* _Job_: Switch "reed bed" to "cattail stand" in the records from their start through the line containing "[(651, 95)]", and reproduce those lines with nothing else altered. Omit the pictures from your answer.

Excerpts of location labeling data
## START

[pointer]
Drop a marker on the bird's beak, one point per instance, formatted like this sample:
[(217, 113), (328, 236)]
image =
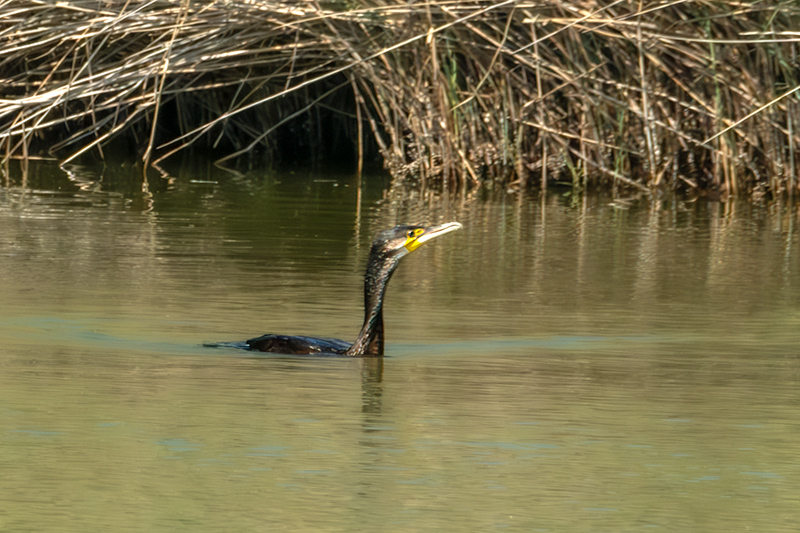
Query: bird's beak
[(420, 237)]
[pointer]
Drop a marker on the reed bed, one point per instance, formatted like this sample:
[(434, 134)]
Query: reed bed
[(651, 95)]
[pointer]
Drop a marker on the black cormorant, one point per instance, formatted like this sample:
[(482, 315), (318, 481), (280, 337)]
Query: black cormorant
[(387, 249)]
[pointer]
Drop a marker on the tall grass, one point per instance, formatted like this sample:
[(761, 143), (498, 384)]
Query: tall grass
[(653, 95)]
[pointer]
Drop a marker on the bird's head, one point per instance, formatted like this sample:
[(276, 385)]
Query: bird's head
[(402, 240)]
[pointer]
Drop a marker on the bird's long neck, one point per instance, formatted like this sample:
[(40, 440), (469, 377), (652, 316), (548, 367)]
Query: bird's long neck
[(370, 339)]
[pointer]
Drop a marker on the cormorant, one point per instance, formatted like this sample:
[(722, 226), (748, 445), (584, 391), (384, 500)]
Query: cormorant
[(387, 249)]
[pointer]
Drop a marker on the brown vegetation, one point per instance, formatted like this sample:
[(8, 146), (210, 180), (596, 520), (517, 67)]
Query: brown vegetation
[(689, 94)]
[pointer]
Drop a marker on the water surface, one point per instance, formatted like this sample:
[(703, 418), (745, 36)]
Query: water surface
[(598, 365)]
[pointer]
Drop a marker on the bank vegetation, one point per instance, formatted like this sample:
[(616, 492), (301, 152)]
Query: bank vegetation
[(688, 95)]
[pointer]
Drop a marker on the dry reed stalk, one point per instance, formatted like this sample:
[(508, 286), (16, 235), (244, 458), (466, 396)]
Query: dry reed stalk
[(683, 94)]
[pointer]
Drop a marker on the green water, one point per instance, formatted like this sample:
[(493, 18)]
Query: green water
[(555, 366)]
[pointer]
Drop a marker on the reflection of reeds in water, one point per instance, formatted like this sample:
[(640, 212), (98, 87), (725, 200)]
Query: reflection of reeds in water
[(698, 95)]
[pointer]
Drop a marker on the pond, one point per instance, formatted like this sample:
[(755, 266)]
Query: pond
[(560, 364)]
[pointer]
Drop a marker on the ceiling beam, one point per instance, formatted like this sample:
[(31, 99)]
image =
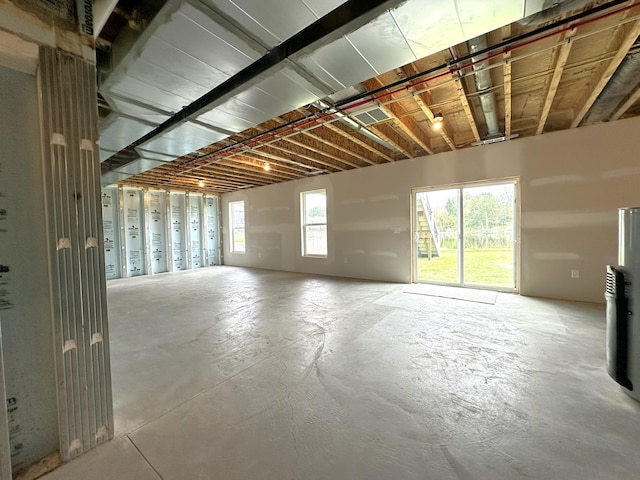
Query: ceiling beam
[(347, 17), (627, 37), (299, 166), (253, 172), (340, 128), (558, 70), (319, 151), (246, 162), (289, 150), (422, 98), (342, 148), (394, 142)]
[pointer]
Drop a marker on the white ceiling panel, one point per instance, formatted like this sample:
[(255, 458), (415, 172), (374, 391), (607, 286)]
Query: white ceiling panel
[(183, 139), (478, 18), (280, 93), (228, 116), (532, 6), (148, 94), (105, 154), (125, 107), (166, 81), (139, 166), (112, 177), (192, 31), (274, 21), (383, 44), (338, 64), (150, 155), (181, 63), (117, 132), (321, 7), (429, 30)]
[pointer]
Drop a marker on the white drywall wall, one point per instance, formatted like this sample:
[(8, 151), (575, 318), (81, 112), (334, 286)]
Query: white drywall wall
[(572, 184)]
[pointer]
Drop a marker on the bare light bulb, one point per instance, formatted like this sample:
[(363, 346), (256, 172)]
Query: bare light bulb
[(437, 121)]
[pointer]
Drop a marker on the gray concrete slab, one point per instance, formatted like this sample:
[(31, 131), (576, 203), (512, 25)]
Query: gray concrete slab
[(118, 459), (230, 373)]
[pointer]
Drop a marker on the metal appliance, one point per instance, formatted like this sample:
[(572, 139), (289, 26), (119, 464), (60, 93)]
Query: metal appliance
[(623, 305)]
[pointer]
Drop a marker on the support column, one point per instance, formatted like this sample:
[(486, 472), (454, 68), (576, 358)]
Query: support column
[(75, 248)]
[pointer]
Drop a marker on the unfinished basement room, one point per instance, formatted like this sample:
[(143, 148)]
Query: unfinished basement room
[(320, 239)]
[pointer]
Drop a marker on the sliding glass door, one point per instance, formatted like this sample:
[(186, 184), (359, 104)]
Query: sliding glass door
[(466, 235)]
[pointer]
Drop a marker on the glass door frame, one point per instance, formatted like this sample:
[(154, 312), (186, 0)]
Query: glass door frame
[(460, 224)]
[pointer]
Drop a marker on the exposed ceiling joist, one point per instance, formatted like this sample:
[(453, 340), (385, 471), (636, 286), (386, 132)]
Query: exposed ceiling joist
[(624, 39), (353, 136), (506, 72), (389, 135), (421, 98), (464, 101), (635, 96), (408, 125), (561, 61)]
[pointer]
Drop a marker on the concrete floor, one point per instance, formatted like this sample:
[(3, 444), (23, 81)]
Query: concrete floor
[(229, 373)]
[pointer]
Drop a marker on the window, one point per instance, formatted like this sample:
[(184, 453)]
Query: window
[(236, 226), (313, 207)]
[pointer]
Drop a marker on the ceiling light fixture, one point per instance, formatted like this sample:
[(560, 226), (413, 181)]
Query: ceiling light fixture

## END

* _Written solution_:
[pointer]
Drop a marker on the bird's beak, one point per instance, formatted like this sample:
[(217, 113), (328, 236)]
image =
Query: bird's beak
[(420, 237)]
[pointer]
Drop a marker on the cattail stand, one point per instance, formatted like this sample:
[(434, 134)]
Query: cattail stand
[(651, 95)]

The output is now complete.